> WHAT THIS EXERCISE ASKS
[1] Answer these questions about the review of the webcomic Cortland, putting each answer on its own line with the same letter:
(a) What is the name of the main villain?
(b) Whose cameo does the reviewer point out?
(c) How much of the current comic does the reviewer say has been looked over so far?
[2] In the review of the webcomic Cortland, rewrite the part between "But the pendulum" and "the pattern yet?", inclusive, swapping "pendulum" for "needle".
[3] Write the next part of the review of the webcomic Cortland, picking up after its final sentence.

Cortland is the product of one Matt Johnson, a graphic designer and generally all-around great guy with the horrible misfortune of being located in the middle of nowhere. It is also the central kernal around which Cornstalker Comics was formed. That, of course, was a terribly corny pun. Dear heavens, it just got worse. Shoot me now.

… where was I? Ah, yes, the comic: From the start, Cortland sets itself up as a mock-epic, or perhaps a comedy of non-sequitur pratfalls. The main villain, I. T., is introduced pretty quickly, and by the second page we’ve also met the main character, Terry Cortland. Having met Johnson in person, I can tell you pretty quickly that yes, Cortland is a self-insert character, and he bears all the markings of a Mary Sue, including being much smarter than his superiors and always being right. It really doesn’t help when he starts to metamorphose into Neo the next day. And then we’re treated to a Dilbert-style lambasting of corporate hypocrisy.

But the pendulum swings toward the mock-epic again, including a bullet-time joke, another Matrix reference, complete with the usual strawmen that get used against PC users, and the inevitable anticlimax. But then it swings back to Dilbertitis. And back to Matrix.  (Note the cameo of Cortland/Johnson’s younger brother.) The Mac, of course, turns out to be the savior of the world, shortly before the strip swings back to Dilbertland again. Are you getting the pattern yet?

The problem is, the adorable three-heads-tall art style pretty much fails to do justice to either style of plot.  You end up having enough trouble believing that the cute little folks are actually old enough to work anywhere without breaking child labor laws (the effect becomes much more disturbing in such comics as Love Is, in which the naked child-like figures are supposedly married adults), but the effect grows that much more disturbing when he tries to depict anything approaching dramatic. Was the disintegrating cyborg supposed to be frightening? Full of pathos? Comedic? You really don’t know.

It occurs to me that I’ve written quite a bit and only looked over less than 1/16 of the current comic.

So we go back to the Dilbertisms again. And hey, there goes the fourth wall. Johnson wisely decides to stay with the Dilbert-style jokes for a while. I say “wisely” as a matter of my own opinion, considering that the art style fits the “comedy of the absurd” moments much better than it does when it eventually returns to the “serious” storylines.

> EXTRACTED ENTRIES
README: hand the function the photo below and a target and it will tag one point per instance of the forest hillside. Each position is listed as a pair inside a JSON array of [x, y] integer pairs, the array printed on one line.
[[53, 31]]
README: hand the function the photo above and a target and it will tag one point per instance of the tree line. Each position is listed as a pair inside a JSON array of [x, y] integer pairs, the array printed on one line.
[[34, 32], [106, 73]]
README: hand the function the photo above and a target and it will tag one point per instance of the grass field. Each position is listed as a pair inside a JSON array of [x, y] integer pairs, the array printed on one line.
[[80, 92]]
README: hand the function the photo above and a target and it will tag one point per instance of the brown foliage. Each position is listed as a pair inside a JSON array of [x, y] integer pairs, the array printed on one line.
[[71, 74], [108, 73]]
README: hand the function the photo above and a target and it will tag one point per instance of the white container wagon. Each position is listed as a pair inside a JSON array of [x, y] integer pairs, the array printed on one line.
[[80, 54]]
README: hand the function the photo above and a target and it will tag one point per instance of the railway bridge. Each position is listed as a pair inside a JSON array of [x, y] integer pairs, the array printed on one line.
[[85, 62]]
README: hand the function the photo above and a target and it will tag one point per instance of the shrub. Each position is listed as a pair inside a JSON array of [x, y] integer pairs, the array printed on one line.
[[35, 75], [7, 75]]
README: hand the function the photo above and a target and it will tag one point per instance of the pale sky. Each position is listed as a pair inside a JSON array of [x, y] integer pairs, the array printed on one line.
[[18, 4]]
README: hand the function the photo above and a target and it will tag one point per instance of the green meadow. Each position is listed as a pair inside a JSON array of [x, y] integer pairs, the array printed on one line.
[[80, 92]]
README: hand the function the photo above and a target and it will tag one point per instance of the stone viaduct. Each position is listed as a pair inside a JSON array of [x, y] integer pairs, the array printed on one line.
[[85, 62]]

> ANSWERS FOR THIS EXERCISE
[1]
(a) I. T.
(b) Cortland/Johnson's younger brother
(c) Less than 1/16

[2]
But the needle swings toward the mock-epic again, including a bullet-time joke, another Matrix reference, complete with the usual strawmen that get used against PC users, and the inevitable anticlimax. But then it swings back to Dilbertitis. And back to Matrix.  (Note the cameo of Cortland/Johnson’s younger brother.) The Mac, of course, turns out to be the savior of the world, shortly before the strip swings back to Dilbertland again. Are you getting the pattern yet?

[3]
Let’s not forget to put in a plug for our other favorite comics. I point this out knowing full well that I’ve done this repeatedly in my own comics, but good grief that doesn’t make it right in this case. Or anywhere close to deft. Likewise, allow me to point out that nudity is also best left avoided as an adult topic in a cartoonish strip format.

I’m curious as to who the two people in the lower-left corner of the inaccurately named Strip 100 are, as I don’t think we’ve seen them before in the comic.

And lo and behold, he swings back to the mock-epic.  I think you get the pattern that this comic will have for the ollowing 700-odd pages. Like any adventure/superhero comic, the bosses continue to escalate and grow more absurd, while the hero continues to pull random powers out of various orifices. Not to mention there are so many deaths and resurrections and returns-from-the-brink that I really don’t feel like linking them. Maybe I should take a dinner break.

*sounds of eating ensue*

And now we find out that the main villain is actually Steve Jobs and that Cortland is actually a super-programmer and . . .

. . . and I’m off my dinner. I can’t tell if the comic is taking itself seriously at this point. I haven’t even gotten to the part where I get a cameo, the random asides into what online forums are really like, or any of that. But the plot only gets thicker, more characters get introduced, personal lives get thrown in, and the comic still can’t figure out which way it wants to go.

And if you try to please everyone, you’ll please no one in the end. And as awesome a guy as Matt Johnson is, his comic could use some ironing out as to which direction it wants to go . . . except it’s actually stopped going. The comic reached about as happy an ending as it can (Terry Cortland died for your cyber-sins), and good luck to the author in whatever else he wants to do.

Comic Rating: Nine hours to drive across Nebraska on a good day.